Yapılacaklar -
1. Game of Thrones sezon finali yazısına göre sezonun son bölümünün adı nedir?
2. Game of Thrones sezon finali yazısında "Tyrion Lannister'a gerçekten" ifadesinden "süper bir detaydı." ifadesine kadar uzanan kısmı olduğu gibi yinele.
3. Şu ifadeler Game of Thrones sezon finali yazısıyla örtüşüyor mu? Her birine evet ya da hayır de ve yazıdan belirleyici sözleri aynen alıntıla. (a) Bu sezon on bölümden oluşuyor. (b) "Valar Morghulis" cümlesi, Arya Stark Jagen H'ghar ile vedalaşırken geçiyor. (c) Yazar, Shea karakterine hiçbir kuşku duymadan güveniyor.

Metin alıntısı -
4 Haziran 2012 Pazartesi

Game of Thrones // Sezon Finali

Ve geldik bu sezonun sonuna. On bölüm o kadar az ki, hele böyle bir finalden sonra neredeyse bir sene beklemek gerçekten zor olacak.

Son bölümün adı Valar Morghulis'di. Valyria dilinde (Valyria eskiden bir felaket sonucunda yok olan büyük bir imparatorluk, yani ASOIAF evreninin Atlantis'i) anlamı "All men must die", yani "Her canlı ölmeli". Bu cümle karşımıza Arya Stark, Jagen H'ghar ile vedalaşırken çıkıyor. (Aklıma Valar deyince Silmarillion, Morghulis deyince Morgoth geliyor şahsen; acaba R. R. Martin'in de gelmiş midir diye sordum şahsen)


Tamam detaylara dalmayayım daha fazla, konuya dönmek gerekirse:

Tyrion Lannister'a gerçekten üzüldüm. Sen şehri kurtar, gerçek kahraman ol, yüzün de yarılsın; sonra izbe bir odada çürümeye terkedil ve tüm alkışları ibiş yeğeninle gaddar baban toplasın. Shea tavırlarıyla çok delikanlıydı ama ben o kadında bir tekinsizlik seziyorum, neden bilmem. Sibel Kekilli'ye de bravo, gerçekten güzel oynuyor rolünü. Ayrıca Tywin Lannister'ın Joffrey'nin huzuruna çıkmadan atının saraya pislemesi süper bir detaydı.

Nesnelerin nerede göründüğüne dair veri kümesi satırları -

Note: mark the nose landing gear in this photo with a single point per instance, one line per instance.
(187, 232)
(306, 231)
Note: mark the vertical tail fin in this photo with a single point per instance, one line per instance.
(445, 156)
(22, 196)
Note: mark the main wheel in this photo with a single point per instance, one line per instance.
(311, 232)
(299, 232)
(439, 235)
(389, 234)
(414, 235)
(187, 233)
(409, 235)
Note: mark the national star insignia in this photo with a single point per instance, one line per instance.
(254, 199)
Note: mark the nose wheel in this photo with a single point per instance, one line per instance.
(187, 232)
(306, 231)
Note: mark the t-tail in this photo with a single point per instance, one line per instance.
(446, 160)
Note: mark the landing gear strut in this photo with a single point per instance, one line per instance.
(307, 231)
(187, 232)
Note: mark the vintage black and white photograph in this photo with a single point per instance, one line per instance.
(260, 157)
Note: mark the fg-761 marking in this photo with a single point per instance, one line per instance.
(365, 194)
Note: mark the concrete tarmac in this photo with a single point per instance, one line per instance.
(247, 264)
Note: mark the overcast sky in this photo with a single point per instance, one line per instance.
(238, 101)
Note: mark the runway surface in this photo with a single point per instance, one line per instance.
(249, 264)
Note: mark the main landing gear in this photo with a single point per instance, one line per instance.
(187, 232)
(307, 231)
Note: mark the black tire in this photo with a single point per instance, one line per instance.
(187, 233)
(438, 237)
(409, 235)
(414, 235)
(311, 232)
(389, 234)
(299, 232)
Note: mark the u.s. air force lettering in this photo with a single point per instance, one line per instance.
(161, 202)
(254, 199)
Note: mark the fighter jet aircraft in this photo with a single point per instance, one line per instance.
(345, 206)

Alıştırma sonuçları -
1. Valar Morghulis.

2.
Tyrion Lannister'a gerçekten üzüldüm. Sen şehri kurtar, gerçek kahraman ol, yüzün de yarılsın; sonra izbe bir odada çürümeye terkedil ve tüm alkışları ibiş yeğeninle gaddar baban toplasın. Shea tavırlarıyla çok delikanlıydı ama ben o kadında bir tekinsizlik seziyorum, neden bilmem. Sibel Kekilli'ye de bravo, gerçekten güzel oynuyor rolünü. Ayrıca Tywin Lannister'ın Joffrey'nin huzuruna çıkmadan atının saraya pislemesi süper bir detaydı.

3.
(a) Evet: "On bölüm o kadar az ki"
(b) Evet: "Bu cümle karşımıza Arya Stark, Jagen H'ghar ile vedalaşırken çıkıyor."
(c) Hayır: "ben o kadında bir tekinsizlik seziyorum, neden bilmem"